__TEXT EXTRACT__.
+===+
Previous Entry  Add to memories!  Tell a Friend!  Next Entry
A Turkish woman takes umbrage at the misrepresentation of Turkey in Christopher Pike's novel The Secret of Ka. She posts a review on Amazon (and another one on LJ at bookfails) talking about her complaints with the book.

Then, a man claiming to be one of Christopher Pike's editors shows up to westsplain her own culture to her. Also he decides that she's been threatening to cut off the author's hands.

Arguments include:

1) It's okay for a major character to have an Indian name! He started off being Ahmed but readers liked this other name better. Also, Amesh sounds a lot like Ahmed. Same difference! Although it turns out Ahmed isn't even a Turkish name and Turkish people will spell it Ahmet.
2) Turkish, Kurdish, Arab ... it's all a matter of perspective! Who's to say whether a Turkish person is Arab or not? (Not you because I know more about your own ethnic background than you do.)
3) But all those people he wrote about who dress strangely and have foreign names and address their grandfathers by unusual titles are supposed to be weird! We didn't misrepresent Turkish culture at all! It's just that all of those characters are supposed to be iconoclasts or hipsters or something. Yeah.
4) I totally saw a guy wearing a turban in Turkey once! Also, taxi drivers in London and New York wear turbans. (???)
5) All cultures even tangentially related to Islam and the Middle East are segregated, war-torn, and insanely conservative. It's illegal to swear and nobody sits near women and bloody wars are waged outside of the Hilton every night. :(
6) I'm just never going to address the fact that you're offended and feel that your culture was used like a dirty rag at all!
7) u mad :(

Ah, I remember well the Turkish capital, Istanbul, that desert city.

I nicked this from a mouse at wank_report (thank you mousey!)

ETA: A clever person on Amazon dug up proof that the "editor" Michael Brite is actually a sockpuppet of Christopher Pike himself. He seems to mostly use the account to leave worshipful reviews of his own books. Seriously:

Perhaps The Best Book I Have Ever Read
Christopher Pike's "Thirst" is a masterpiece. The book is not only a fantastic thriller, a mind boggling mystery, but a spiritual revelation. Alisa is a five thousand year old vampire who kills as casually as she makes love. Yet there remains deep within her a painful and yet abiding memory and love for a man she met when she was young, a man who may have been more than a man -- the mysterious Lord Krishna from the Bhagavad Gita, the equivalent of the Indian Bible. However, please do not get the idea this book is about religion. Pike's novel is totally free of dogma. He never says Krishna is God, and his heroine is never sure who Krishna truly is. Also, he is careful not to offend anyone's faith. But there is a heart breaking passage where two of the main characters debate the existence of God. They soon come to the conclusion that "God" is impossible to define or know, but whatever Krishna was, he was too powerful, and too beautiful, to disobey. And that leads to the crux of the story. The master vampire who has created Alisa must destroy all the vampires to gain salvation. Yet, ironically, Krishna has promised Alisa she will have his protection if she obeys him and never creates another vampire. It is the clash of these two contradictory vows that stands at the heart of this brilliant novel. Reading it, I felt I was given an insight into the mystery of life itself. Why, for every good impulse in the world, is there an opposing evil? Yet Pike tells this incredible morality play without preaching. In fact, I suspect most people who read the book will simply enjoy it because it is a kick-ass novel about the most intense character in all of modern fiction. I am trying to say "Thirst" is so much more than a vampire book. It is ultimately a timeless fable of how fear can change to hatred, and then to love, and finally mature into devotion. Pike has managed a small miracle by showing us that these emotion are not truly at odds with each other. For they all reside in every human heart, in the same way, perhaps, the divine does as well. I cannot recommend this book highly enough. It changed my life forever.
+===+
__LISTED RECORDS__.
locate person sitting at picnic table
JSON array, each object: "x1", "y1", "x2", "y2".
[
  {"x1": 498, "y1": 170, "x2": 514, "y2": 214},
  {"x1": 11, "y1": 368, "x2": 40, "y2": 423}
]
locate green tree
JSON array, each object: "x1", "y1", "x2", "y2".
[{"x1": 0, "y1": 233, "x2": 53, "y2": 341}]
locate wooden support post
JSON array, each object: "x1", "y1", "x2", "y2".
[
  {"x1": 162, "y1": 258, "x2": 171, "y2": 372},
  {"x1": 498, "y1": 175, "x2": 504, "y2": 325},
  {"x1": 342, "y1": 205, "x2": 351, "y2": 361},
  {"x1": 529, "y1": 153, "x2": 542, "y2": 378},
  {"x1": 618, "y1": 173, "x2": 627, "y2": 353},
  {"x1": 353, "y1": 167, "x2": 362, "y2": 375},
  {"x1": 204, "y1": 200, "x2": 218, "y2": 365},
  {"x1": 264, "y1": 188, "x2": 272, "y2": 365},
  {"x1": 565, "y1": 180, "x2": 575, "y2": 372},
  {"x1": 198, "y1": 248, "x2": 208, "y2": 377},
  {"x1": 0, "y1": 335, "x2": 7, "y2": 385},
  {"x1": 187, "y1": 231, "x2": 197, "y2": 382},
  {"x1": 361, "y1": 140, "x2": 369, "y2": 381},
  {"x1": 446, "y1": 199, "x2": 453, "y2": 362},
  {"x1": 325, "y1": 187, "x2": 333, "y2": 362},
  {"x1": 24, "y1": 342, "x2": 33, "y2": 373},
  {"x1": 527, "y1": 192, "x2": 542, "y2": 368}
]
+===+
__CHALLENGES__.
#1 In the post about The Secret of Ka, what reason does the editor give for changing the major character's name from Ahmed to Amesh? Answer in one to three sentences.
#2 Translate this sentence from the post about The Secret of Ka into Spanish: "He seems to mostly use the account to leave worshipful reviews of his own books."
#3 Answer these questions from the post about The Secret of Ka.
(a) Where did the Turkish woman post her reviews of the novel?
(b) What name does the "editor" go by?
(c) In the review of "Thirst," how old is Alisa?

__ANSWERS PROVIDED__.
#1 He says the character started out as Ahmed, but readers liked the other name better. He adds that Amesh sounds a lot like Ahmed.

#2 Parece que usa la cuenta principalmente para dejar reseñas devotas de sus propios libros.

#3
(a) On Amazon and on LJ at bookfails.
(b) Michael Brite.
(c) Five thousand years old.